-- BRIEF 1 --
According to the piston thread, why might removing the dividers in the head help, given where the buildup forms in the ports? Answer in one to three sentences.
-- BRIEF 2 --
Answer these questions from the piston thread:
(a) Which engine codes does the opening post list for the dome pistons?
(b) About how many miles has the poster with the 2006 GLI driven since taking the dividers out?
(c) What does that poster blame for the stumbling in very cold weather?
-- BRIEF 3 --
Swap "injectors" for "fuel injectors" in the part of the piston thread that opens with the words containing "I'm not looking" and closes with "(Feb 4, 2006)".

-- QUOTED TEXT --
I understand you are not an engineer...neither am i !!! 

Yes i have the crown pistons in my engine and so far my understanding was that this was
due to the engine's function. I later on learned the change from forged pistons to cast was
to eliminated piston slap and increased oil consumption, but why the change in form ??

Here are both pistons (both are from 2.0T FSI engines, the crown ones from AXX and the
dome ones from BWA,BPY and later)

Crown pistons (my actual engine btw)










Dome pistons










(not mine and aftermarket, but the same exact design..)


----------



## RaraK69 (Jan 16, 2001)

Why the change? who knows, i guess gotta hear it from VW to know for sure. 

What we discussed makes sense to me, so i guess we can roll with that for now :laugh:


----------



## jhines_06gli (Feb 3, 2006)

RaraK69 said:


> Why the change? who knows, i guess gotta hear it from VW to know for sure.
> 
> What we discussed makes sense to me, so i guess we can roll with that for now :laugh:


ALL US spec. 2.0FSI engines I've been into to re-ring have had the flap-top pistons in them. All have been engine code BPY and I've done lots varying from 2005-production up until 2009. And you had dome-top from the factory in your GTI? What engine code?

As for the flaps, I have a 2006 GLI(built in 2005), so it's one of the EARLY BPY engines. I took the dividers out in the head with my last cleaning about 1.5 months ago. I've since put 8K or so miles on the car and have seen no adverse effects. No true gains, but no running conditions that effected engine either. The only reason I did it was to see what the buildup would look like(if different after 20K) when I tear it back down. Seems all the engines I tear down have TONS of buildup mainly on the top section of the ports since that is what gets the airflow all the time. So if by distributing the airflow over the entire port will reduce the buildup some, it'll benefit. Yet at the same time, I left the flaps in the manifold and left the IMRC hooked up properly, so the flaps will still create turbulence for the airflow coming in. 

I'm not looking for any power gains, just seeing what happens. And as stated, I'm REVO STG 3 K04 file with RS4 injectors. So I have stumbling when it's really cold out, but that's my damn injectors, not the flaps. It's always done that!!!
-J. Hines


----------



## GolfRS (Feb 4, 2006)

jhines_06gli said:


> ALL US spec. 2.0FSI engines I've been into to re-ring have had the flap-top pistons in them. All have been engine code BPY and I've done lots varying from 2005-production up until 2009. And you had dome-top from the factory in your GTI? What engine code?

Object position labeling entries:

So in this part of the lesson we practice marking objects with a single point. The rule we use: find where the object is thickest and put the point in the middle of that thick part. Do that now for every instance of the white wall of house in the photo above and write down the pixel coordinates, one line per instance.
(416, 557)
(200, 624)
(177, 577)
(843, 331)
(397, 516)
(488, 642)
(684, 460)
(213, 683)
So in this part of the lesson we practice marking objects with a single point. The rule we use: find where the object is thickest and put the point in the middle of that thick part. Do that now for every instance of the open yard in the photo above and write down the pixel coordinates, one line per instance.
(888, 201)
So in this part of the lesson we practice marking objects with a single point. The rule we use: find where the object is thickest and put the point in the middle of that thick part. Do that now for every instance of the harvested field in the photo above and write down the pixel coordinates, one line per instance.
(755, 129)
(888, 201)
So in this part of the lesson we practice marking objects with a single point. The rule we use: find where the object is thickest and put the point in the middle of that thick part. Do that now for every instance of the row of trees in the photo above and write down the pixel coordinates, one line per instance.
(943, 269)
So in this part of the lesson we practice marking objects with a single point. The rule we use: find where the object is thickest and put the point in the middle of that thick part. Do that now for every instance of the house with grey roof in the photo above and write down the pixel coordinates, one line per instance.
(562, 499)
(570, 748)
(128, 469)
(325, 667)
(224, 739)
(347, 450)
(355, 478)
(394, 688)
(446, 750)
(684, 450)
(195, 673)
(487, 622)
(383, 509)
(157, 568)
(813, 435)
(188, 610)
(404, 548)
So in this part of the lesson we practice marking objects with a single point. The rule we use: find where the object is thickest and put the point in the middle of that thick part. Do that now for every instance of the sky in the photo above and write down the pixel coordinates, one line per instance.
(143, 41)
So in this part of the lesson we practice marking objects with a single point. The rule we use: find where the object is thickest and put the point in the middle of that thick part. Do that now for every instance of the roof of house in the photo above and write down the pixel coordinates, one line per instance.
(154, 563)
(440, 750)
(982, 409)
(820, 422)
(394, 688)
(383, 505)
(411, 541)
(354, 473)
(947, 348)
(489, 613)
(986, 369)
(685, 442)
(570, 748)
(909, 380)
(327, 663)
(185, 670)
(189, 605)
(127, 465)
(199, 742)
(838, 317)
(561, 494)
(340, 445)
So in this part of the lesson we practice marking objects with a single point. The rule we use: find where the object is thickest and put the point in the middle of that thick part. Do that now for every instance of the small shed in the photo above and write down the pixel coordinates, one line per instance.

-- SOLUTION 1 --
The buildup forms mainly on the top section of the ports because that section gets the airflow all the time. Spreading the airflow over the entire port may therefore reduce the buildup somewhat.

-- SOLUTION 2 --
(a) BWA, BPY and later.
(b) About 8K miles.
(c) The injectors, not the flaps.

-- SOLUTION 3 --
I'm not looking for any power gains, just seeing what happens. And as stated, I'm REVO STG 3 K04 file with RS4 fuel injectors. So I have stumbling when it's really cold out, but that's my damn fuel injectors, not the flaps. It's always done that!!!
-J. Hines


----------



## GolfRS (Feb 4, 2006)